== SUPPLIED PASSAGE ==
Still, we have to trust our beliefs, and this is a matter of faith. But it's always unsettling to realize that we can't be a hundred percent sure about anything. We can't even trust our eyes when it comes to something as obvious as color, because color doesn't exist in the world. Light waves exist, but we can't see them at all. We only know they exist through the instruments we construct and the mathematical formulas that underpin our experiments. Color is a product of our imagination, and so is our perception of the world.
The same can be said about God. We can take surveys, or scan people's brains as they contemplate God, but this will tell us more about the brain and nothing about the true nature of the universe.
To be spiritually inclined, you have to rely on faith. Those who don't believe in such realms will use different criteria to govern their decisions and ideas, but they too must rely upon their intuition and faith to guide them through the unknown aspects of life. None of us can be certain if we've made the “right” decision, especially when it comes to dealing with abstract concepts like justice, fairness, or moral ideals. If we don't have faith that we're making the best decision we can, then we will be swallowed up in doubt. And doubt, at least as far as your brain is concerned, is a precarious state in which to live.

== PROVIDED MATERIAL ==
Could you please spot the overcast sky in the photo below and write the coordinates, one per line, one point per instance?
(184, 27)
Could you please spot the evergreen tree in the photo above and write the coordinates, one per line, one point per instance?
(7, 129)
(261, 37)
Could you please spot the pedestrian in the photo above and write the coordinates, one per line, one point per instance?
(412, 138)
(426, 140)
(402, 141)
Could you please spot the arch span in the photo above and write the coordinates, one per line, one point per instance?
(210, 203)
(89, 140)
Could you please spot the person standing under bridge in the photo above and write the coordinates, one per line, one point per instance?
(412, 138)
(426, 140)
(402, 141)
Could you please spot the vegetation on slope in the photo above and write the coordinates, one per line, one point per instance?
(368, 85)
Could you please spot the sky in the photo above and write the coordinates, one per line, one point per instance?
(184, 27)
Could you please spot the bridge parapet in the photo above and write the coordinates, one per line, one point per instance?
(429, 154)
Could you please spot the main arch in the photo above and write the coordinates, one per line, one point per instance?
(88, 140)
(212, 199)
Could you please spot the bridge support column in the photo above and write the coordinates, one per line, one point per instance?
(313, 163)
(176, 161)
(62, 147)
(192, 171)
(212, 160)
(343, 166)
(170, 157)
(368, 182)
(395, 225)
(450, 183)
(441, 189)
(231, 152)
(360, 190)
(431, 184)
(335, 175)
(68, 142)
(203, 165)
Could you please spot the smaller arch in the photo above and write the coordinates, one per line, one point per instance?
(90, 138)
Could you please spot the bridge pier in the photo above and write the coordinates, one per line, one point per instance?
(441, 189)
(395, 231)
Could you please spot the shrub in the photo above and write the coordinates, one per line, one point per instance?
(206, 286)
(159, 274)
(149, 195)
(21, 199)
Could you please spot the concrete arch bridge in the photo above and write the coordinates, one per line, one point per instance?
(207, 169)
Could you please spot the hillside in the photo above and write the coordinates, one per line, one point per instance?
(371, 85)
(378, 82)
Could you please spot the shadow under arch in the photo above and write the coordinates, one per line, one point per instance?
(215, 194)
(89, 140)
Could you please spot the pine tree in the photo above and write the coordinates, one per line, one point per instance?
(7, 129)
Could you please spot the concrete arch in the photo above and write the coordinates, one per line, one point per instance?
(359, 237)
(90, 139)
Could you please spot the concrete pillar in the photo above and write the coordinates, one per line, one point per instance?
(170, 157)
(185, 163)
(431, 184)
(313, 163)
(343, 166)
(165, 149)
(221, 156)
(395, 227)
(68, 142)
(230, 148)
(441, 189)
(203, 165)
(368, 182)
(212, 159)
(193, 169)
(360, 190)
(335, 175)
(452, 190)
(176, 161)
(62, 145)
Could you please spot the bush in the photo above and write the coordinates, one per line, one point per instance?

== PROBLEM SET ==
A. Name every abstract concept that the passage on faith gives as an example when it discusses making the "right" decision.
B. Lay out as a numbered list the rows from the one containing "Could you please spot the concrete arch bridge" through the end of the rows, both ends included, leaving out any blank lines.

== FINAL ANSWERS ==
A. justice, fairness, moral ideals

B.
1. Could you please spot the concrete arch bridge in the photo above and write the coordinates, one per line, one point per instance?
2. (207, 169)
3. Could you please spot the hillside in the photo above and write the coordinates, one per line, one point per instance?
4. (371, 85)
5. (378, 82)
6. Could you please spot the shadow under arch in the photo above and write the coordinates, one per line, one point per instance?
7. (215, 194)
8. (89, 140)
9. Could you please spot the pine tree in the photo above and write the coordinates, one per line, one point per instance?
10. (7, 129)
11. Could you please spot the concrete arch in the photo above and write the coordinates, one per line, one point per instance?
12. (359, 237)
13. (90, 139)
14. Could you please spot the concrete pillar in the photo above and write the coordinates, one per line, one point per instance?
15. (170, 157)
16. (185, 163)
17. (431, 184)
18. (313, 163)
19. (343, 166)
20. (165, 149)
21. (221, 156)
22. (395, 227)
23. (68, 142)
24. (230, 148)
25. (441, 189)
26. (203, 165)
27. (368, 182)
28. (212, 159)
29. (193, 169)
30. (360, 190)
31. (335, 175)
32. (452, 190)
33. (176, 161)
34. (62, 145)
35. Could you please spot the bush in the photo above and write the coordinates, one per line, one point per instance?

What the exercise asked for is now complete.